■ Trecho do documento:
+ + + + + + +
O novo governo tem manejado para mudar completamente a Justiça para que nós sejamos levados para cadeia. Isso já ocorreu com o camarada Santrich (Jesús), que está perto de ser extraditado para os EUA. A qualquer momento podem inventar um processo para nos mandar para a prisão ou pedir a extradição.

O que pode ocorrer a partir de modificações no acordo?

O acordo já é um Frankenstein, já não é o que se firmou em Havana e no teatro Colón de Bogotá. As mudanças e outras que estão por vir vão sugerir para muitos jovens de nosso grupo que houve uma traição e eles vão optar pela possibilidade de se reincorporarem a milícias. Alguns estão voltando para grupos dissidentes, outros estão sendo cooptados por narcotraficantes, grupos de mafiosos e outros são obrigados a sobreviver com pouco no dia a dia. Mas o acordo não está sendo cumprido e isso é muito grave, porque não se poderá conhecer a verdadeira guerra na Colômbia. Um setor de direita está garantindo a impunidade de outros grupos participantes.

Como foi retornar para a cidade grande, Bogotá, após quase 20 anos?

Estou reaprendendo, há uma nova dinâmica política e econômica, novos comportamentos da juventude urbana. Em outras cidades, como Cucutá, Cali e Medellín, áreas antes ocupadas pelas Farc, hoje estão ocupadas por paramilitares que continuam cometendo crimes. Já morreram pelo menos 80 dos nossos ex-combatentes, desde o acordo.

Valeu a pena ter feito parte das Farc ou você se arrepende de algo?
+ + + + + + +
■ Material extraído:
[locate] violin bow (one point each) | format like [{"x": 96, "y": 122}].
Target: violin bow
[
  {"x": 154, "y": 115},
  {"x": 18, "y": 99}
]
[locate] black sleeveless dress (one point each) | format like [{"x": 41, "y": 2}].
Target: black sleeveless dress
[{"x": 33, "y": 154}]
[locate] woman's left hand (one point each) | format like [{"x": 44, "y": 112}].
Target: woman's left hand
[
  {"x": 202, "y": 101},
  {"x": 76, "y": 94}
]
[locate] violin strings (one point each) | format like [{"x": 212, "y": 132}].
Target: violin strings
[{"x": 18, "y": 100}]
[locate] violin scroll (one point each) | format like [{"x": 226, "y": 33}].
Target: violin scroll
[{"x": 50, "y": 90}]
+ + + + + + +
■ Tarefa a cumprir: Copie da entrevista o trecho entre "O acordo já" e "outros grupos participantes.", incluindo ambos.

■ Resultado da tarefa:
O acordo já é um Frankenstein, já não é o que se firmou em Havana e no teatro Colón de Bogotá. As mudanças e outras que estão por vir vão sugerir para muitos jovens de nosso grupo que houve uma traição e eles vão optar pela possibilidade de se reincorporarem a milícias. Alguns estão voltando para grupos dissidentes, outros estão sendo cooptados por narcotraficantes, grupos de mafiosos e outros são obrigados a sobreviver com pouco no dia a dia. Mas o acordo não está sendo cumprido e isso é muito grave, porque não se poderá conhecer a verdadeira guerra na Colômbia. Um setor de direita está garantindo a impunidade de outros grupos participantes.